### PROMPT:
Whatever the records below hold, copy it all out exactly.

━━━ RECORDS SHOWN ━━━

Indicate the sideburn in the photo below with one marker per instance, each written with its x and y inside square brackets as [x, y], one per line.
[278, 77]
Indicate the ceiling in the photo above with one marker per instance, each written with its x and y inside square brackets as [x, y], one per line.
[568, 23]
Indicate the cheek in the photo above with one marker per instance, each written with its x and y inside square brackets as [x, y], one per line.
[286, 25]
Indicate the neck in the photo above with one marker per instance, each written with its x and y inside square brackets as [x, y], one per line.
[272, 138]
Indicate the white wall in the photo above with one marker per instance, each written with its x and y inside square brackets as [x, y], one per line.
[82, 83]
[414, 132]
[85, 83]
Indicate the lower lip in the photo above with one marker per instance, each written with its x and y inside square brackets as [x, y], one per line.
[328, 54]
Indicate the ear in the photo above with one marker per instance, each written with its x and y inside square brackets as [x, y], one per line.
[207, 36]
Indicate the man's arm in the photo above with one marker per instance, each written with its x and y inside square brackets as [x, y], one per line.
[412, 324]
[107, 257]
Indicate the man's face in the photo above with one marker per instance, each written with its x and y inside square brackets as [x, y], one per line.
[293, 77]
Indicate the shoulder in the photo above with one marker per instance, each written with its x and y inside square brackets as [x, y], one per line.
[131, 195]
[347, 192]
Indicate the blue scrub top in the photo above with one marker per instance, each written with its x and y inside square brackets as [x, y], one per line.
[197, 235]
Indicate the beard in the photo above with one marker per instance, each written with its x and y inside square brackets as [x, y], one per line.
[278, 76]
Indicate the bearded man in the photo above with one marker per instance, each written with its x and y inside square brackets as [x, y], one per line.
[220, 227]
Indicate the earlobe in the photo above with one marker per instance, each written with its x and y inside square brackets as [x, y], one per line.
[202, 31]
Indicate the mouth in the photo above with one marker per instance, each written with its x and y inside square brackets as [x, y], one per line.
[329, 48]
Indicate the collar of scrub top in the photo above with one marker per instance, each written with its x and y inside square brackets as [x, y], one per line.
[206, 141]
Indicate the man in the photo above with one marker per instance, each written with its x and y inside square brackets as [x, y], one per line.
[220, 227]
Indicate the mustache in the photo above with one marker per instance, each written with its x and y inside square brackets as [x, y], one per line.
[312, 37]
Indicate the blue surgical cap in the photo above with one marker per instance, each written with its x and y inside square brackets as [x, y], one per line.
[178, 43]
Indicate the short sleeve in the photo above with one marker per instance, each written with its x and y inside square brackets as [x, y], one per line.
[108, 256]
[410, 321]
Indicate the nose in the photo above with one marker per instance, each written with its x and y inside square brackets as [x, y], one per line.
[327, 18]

━━━

### TASK SOLUTION:
Indicate the sideburn in the photo below with one marker per instance, each written with its x and y inside square brackets as [x, y], one per line.
[278, 77]
Indicate the ceiling in the photo above with one marker per instance, each written with its x and y inside square brackets as [x, y], one per line.
[568, 23]
Indicate the cheek in the photo above with one marker per instance, each written with its x and y inside square brackets as [x, y], one per line.
[286, 25]
Indicate the neck in the photo above with one marker per instance, each written with its x and y inside square brackets as [x, y], one per line.
[272, 138]
Indicate the white wall in the photo above with one marker per instance, each written with its x and y inside square brackets as [x, y], one per line.
[82, 83]
[414, 132]
[85, 83]
Indicate the lower lip in the photo above with one marker per instance, each written with its x and y inside square brackets as [x, y], one per line.
[328, 54]
Indicate the ear in the photo above with one marker per instance, each written with its x and y inside square brackets as [x, y], one per line.
[207, 36]
Indicate the man's arm in the photo above with one marker per instance, each written with its x and y inside square brackets as [x, y], one per line.
[412, 324]
[107, 257]
Indicate the man's face in the photo above with one marker per instance, each written with its x and y inside square brackets as [x, y], one per line.
[293, 77]
Indicate the shoulder in the photo above with one marker per instance, each written with its x and y inside square brackets as [x, y], one per line.
[131, 195]
[347, 192]
Indicate the blue scrub top in the photo above with one marker per instance, each written with its x and y inside square brackets as [x, y], one per line.
[197, 235]
Indicate the beard in the photo above with one marker per instance, each written with its x and y inside square brackets as [x, y], one per line.
[278, 76]
Indicate the bearded man in the photo above with one marker per instance, each written with its x and y inside square brackets as [x, y], one per line.
[220, 227]
Indicate the earlobe in the photo above with one marker per instance, each written with its x and y inside square brackets as [x, y], one per line.
[202, 31]
Indicate the mouth in the photo above with one marker per instance, each written with its x and y inside square brackets as [x, y], one per line.
[329, 48]
Indicate the collar of scrub top in the photo above with one marker per instance, each written with its x and y inside square brackets as [x, y], one per line.
[206, 141]
Indicate the man in the photo above with one marker per instance, each written with its x and y inside square brackets as [x, y], one per line.
[220, 227]
Indicate the mustache in the photo above with one marker per instance, each written with its x and y inside square brackets as [x, y], one per line.
[312, 37]
Indicate the blue surgical cap in the photo above with one marker per instance, each written with its x and y inside square brackets as [x, y], one per line.
[178, 43]
Indicate the short sleeve in the photo above with one marker per instance, each written with its x and y inside square brackets as [x, y], one per line.
[108, 256]
[410, 321]
Indicate the nose in the photo above with one marker per instance, each written with its x and y inside square brackets as [x, y], one per line.
[327, 18]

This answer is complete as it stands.